*** Opening Data excerpts ***

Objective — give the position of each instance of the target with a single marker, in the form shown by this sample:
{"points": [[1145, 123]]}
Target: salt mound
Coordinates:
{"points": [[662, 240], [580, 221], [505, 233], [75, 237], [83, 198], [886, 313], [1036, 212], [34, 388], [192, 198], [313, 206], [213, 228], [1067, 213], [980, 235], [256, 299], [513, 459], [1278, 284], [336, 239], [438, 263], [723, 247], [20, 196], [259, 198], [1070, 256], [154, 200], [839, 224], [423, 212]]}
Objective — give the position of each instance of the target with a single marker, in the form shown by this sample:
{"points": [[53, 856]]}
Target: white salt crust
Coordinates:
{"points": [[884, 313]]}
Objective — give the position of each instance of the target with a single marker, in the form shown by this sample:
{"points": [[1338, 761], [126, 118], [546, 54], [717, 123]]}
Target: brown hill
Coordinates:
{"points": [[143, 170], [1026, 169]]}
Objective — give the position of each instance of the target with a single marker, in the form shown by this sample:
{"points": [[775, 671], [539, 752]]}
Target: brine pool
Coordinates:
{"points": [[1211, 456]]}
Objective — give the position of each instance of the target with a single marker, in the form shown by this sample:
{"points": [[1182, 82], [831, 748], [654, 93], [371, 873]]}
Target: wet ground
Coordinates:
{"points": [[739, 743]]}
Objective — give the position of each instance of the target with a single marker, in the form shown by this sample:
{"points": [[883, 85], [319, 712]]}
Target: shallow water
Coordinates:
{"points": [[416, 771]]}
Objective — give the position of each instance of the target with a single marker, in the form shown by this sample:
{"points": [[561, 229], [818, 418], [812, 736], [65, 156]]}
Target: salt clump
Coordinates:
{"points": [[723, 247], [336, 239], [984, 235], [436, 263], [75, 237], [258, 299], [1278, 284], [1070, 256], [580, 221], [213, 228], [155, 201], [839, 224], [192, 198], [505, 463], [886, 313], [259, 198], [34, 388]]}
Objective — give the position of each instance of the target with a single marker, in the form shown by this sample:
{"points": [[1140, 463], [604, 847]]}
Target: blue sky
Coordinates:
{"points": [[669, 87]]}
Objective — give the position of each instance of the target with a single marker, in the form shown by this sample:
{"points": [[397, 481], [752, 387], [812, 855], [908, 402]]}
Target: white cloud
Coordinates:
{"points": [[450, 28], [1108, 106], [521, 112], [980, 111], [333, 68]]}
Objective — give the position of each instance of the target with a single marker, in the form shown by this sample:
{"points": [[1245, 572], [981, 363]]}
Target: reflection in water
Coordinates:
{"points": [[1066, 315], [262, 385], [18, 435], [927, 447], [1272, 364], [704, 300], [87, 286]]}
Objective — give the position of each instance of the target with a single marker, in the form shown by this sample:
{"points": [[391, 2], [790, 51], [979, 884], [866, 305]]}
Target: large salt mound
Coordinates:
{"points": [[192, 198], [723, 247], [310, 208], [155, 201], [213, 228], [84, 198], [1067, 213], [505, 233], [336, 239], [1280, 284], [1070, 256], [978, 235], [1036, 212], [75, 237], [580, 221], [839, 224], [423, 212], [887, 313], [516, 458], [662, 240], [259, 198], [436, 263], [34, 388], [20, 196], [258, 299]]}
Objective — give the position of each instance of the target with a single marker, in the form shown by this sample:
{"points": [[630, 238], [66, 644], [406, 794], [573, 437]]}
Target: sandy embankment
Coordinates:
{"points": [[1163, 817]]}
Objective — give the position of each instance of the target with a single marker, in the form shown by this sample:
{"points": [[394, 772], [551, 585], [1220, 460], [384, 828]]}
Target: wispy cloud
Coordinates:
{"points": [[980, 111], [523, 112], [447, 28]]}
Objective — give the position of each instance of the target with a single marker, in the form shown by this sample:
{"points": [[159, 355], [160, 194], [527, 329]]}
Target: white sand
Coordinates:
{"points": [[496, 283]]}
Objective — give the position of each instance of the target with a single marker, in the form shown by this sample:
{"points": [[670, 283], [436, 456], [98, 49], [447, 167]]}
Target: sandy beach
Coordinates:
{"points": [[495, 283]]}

*** Closing Data excerpts ***

● **Problem to work on**: Output the full set of entries exactly as they were given.

● **Task solution**:
Objective — give the position of each instance of the target with a single marker, in the form shown by this sample:
{"points": [[1145, 123]]}
Target: salt mound
Coordinates:
{"points": [[662, 240], [580, 221], [505, 233], [75, 237], [83, 198], [886, 313], [1036, 212], [34, 388], [192, 198], [313, 206], [213, 228], [1067, 213], [980, 235], [256, 299], [513, 459], [1278, 284], [336, 239], [438, 263], [723, 247], [20, 196], [259, 198], [1070, 256], [154, 200], [839, 224], [423, 212]]}
Objective — give the position of each instance of the target with a single marker, in the form shown by this sample:
{"points": [[53, 856]]}
Target: white salt crust
Coordinates:
{"points": [[884, 313]]}
Objective — give the position of each instance of the target with a single marker, in the form shown by this sample:
{"points": [[1338, 761], [126, 118], [546, 54], [717, 123]]}
Target: brown hill
Coordinates:
{"points": [[143, 170], [1026, 169]]}
Objective — give the position of each instance of the target with a single marker, in the form shown by this sample:
{"points": [[775, 671], [539, 752]]}
Target: brine pool
Coordinates:
{"points": [[1211, 456]]}
Objective — give the position of each instance of the target with a single marker, in the form shown by this sample:
{"points": [[1182, 82], [831, 748], [654, 93], [371, 873]]}
Target: wet ground
Coordinates:
{"points": [[739, 743]]}
Objective — give the position of each instance of the target with a single marker, in the form shown by this sample:
{"points": [[883, 85], [319, 712]]}
Target: shallow water
Coordinates:
{"points": [[416, 771]]}
Objective — give the position of each instance of the target with a single marker, in the form shown by this sample:
{"points": [[561, 229], [818, 418], [812, 736], [65, 156]]}
Target: salt clump
Coordinates:
{"points": [[723, 247], [336, 239], [984, 235], [436, 263], [75, 237], [258, 299], [1278, 284], [1070, 256], [580, 221], [213, 228], [155, 201], [839, 224], [192, 198], [505, 463], [886, 313], [259, 198], [34, 388]]}
Objective — give the position of each instance of the target with a single marker, in the form shown by this sample:
{"points": [[1140, 463], [604, 847]]}
Target: blue sky
Coordinates:
{"points": [[669, 87]]}
Objective — give the position of each instance of the target with a single marker, in the form shown by this sample:
{"points": [[397, 481], [752, 387], [812, 855], [908, 402]]}
Target: white cloud
Coordinates:
{"points": [[450, 28], [1108, 106], [521, 112], [980, 111], [333, 68]]}
Objective — give the position of each instance of the target with a single marker, in the form shown by this sample:
{"points": [[1245, 572], [981, 363]]}
Target: reflection in water
Coordinates:
{"points": [[1066, 315], [262, 385], [18, 435], [927, 447], [1272, 364], [704, 300], [87, 286]]}
Objective — give the position of each instance of the target with a single marker, in the form shown by this sample:
{"points": [[391, 2], [790, 51], [979, 884], [866, 305]]}
Target: large salt mound
Coordinates:
{"points": [[192, 198], [723, 247], [310, 208], [155, 201], [213, 228], [84, 198], [1067, 213], [505, 233], [336, 239], [1280, 284], [1070, 256], [978, 235], [1036, 212], [75, 237], [580, 221], [839, 224], [423, 212], [887, 313], [516, 458], [662, 240], [259, 198], [436, 263], [34, 388], [20, 196], [258, 299]]}
Objective — give the position of each instance of the target with a single marker, in the form shown by this sample:
{"points": [[630, 238], [66, 644], [406, 794], [573, 437]]}
Target: sandy embankment
Coordinates:
{"points": [[1163, 817]]}
Objective — give the position of each instance of the target with a single marker, in the form shown by this sample:
{"points": [[394, 772], [551, 585], [1220, 460], [384, 828]]}
Target: wispy cloud
Coordinates:
{"points": [[980, 111], [523, 112], [447, 28]]}
Objective — give the position of each instance of the target with a single marker, in the form shown by this sample:
{"points": [[159, 355], [160, 194], [527, 329]]}
Target: white sand
Coordinates:
{"points": [[496, 283]]}
Objective — give the position of each instance of the target with a single marker, in the form shown by this sample:
{"points": [[670, 283], [436, 456], [98, 49], [447, 167]]}
Target: sandy beach
Coordinates:
{"points": [[495, 283]]}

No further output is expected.